Документы, с которыми сейчас можно ознакомиться в архивах, свидетельствуют о том, что в области идеологии как раз и развернулась тогда самая ожесточенная борьба. По одну сторону линии фронта были т. н. охранители из числа партработников, генералов КГБ, руководящих чинов творческих союзов и немалая часть писателей, поэтов, художников, скульпторов. По другую — те деятели культуры, которые не желали далее смиряться с партийно-чекистским надзором, хотели создавать свои произведения в духе объявленной гласности и свободы, плюс их тайные и явные союзники в ЦК.

Да, это было ожесточенное сражение.

» **ЗАДАНИЯ**:
**A.** На что опирается отрывок, утверждая, что самая ожесточенная борьба развернулась в области идеологии? Ответьте в одном–трех предложениях.
**B.** Кто, согласно отрывку, находился на стороне так называемых охранителей?
**C.** Пожалуйста, извлеките из отрывка фрагмент, который начинается словами, содержащими «Документы, с которыми», и заканчивается на «было ожесточенное сражение.».

» **ИСХОДНЫЕ ДАННЫЕ**:

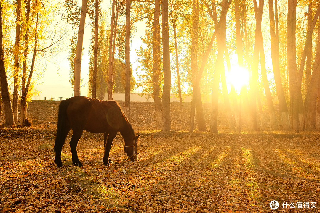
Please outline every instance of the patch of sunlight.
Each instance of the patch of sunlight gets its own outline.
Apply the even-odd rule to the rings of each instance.
[[[118,190],[112,187],[108,187],[105,186],[101,185],[98,186],[96,189],[101,197],[113,202],[114,203],[113,204],[115,206],[118,204],[118,201],[121,196],[121,193],[119,194]],[[110,202],[112,203],[112,202]]]
[[[156,157],[156,156],[164,152],[167,148],[167,146],[164,145],[158,145],[156,147],[149,147],[146,148],[138,146],[137,151],[139,160],[148,160],[152,158],[158,158]]]
[[[315,170],[315,171],[320,171],[320,164],[319,164],[319,161],[314,159],[313,159],[308,158],[305,158],[305,154],[300,150],[297,149],[294,149],[294,150],[288,149],[287,151],[292,155],[295,156],[299,160],[310,166],[310,168]],[[305,169],[304,168],[304,169]],[[314,175],[310,175],[309,172],[308,171],[307,171],[306,173],[306,175],[307,176],[312,177],[313,179],[315,178]],[[315,179],[319,179],[318,178]]]
[[[252,156],[252,150],[243,147],[241,148],[241,149],[242,156],[245,160],[244,164],[246,166],[243,167],[245,175],[244,176],[245,180],[242,183],[244,184],[245,186],[247,189],[249,197],[257,201],[261,201],[263,196],[258,190],[259,184],[253,175],[255,172],[254,166],[256,163]]]
[[[252,150],[243,147],[241,148],[242,150],[242,156],[245,159],[245,164],[247,167],[252,168],[254,164],[253,158],[252,153]]]
[[[225,149],[222,153],[218,156],[217,158],[212,162],[210,165],[212,167],[215,168],[220,165],[221,162],[229,154],[231,147],[228,146],[226,146]]]
[[[194,146],[189,147],[187,149],[171,156],[168,159],[168,161],[171,163],[180,163],[186,158],[194,154],[202,148],[202,147],[199,146]]]
[[[297,177],[314,179],[315,177],[310,174],[309,172],[305,168],[298,165],[298,163],[287,156],[287,155],[279,149],[275,149],[275,152],[278,154],[278,155],[283,162],[288,165],[288,167],[291,169],[291,171]]]
[[[210,148],[204,155],[203,155],[201,157],[198,158],[196,161],[196,163],[198,162],[204,162],[209,161],[211,162],[211,160],[213,159],[213,156],[212,154],[214,153],[214,149],[216,149],[215,147],[211,147]]]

» **ИТОГОВЫЕ ОТВЕТЫ**:
**A.** Отрывок опирается на документы, с которыми сейчас можно ознакомиться в архивах. По его словам, именно они свидетельствуют о том, что самая ожесточенная борьба развернулась тогда в области идеологии.

**B.** Партработники, генералы КГБ, руководящие чины творческих союзов и немалая часть писателей, поэтов, художников, скульпторов.

**C.**
Документы, с которыми сейчас можно ознакомиться в архивах, свидетельствуют о том, что в области идеологии как раз и развернулась тогда самая ожесточенная борьба. По одну сторону линии фронта были т. н. охранители из числа партработников, генералов КГБ, руководящих чинов творческих союзов и немалая часть писателей, поэтов, художников, скульпторов. По другую — те деятели культуры, которые не желали далее смиряться с партийно-чекистским надзором, хотели создавать свои произведения в духе объявленной гласности и свободы, плюс их тайные и явные союзники в ЦК.

Да, это было ожесточенное сражение.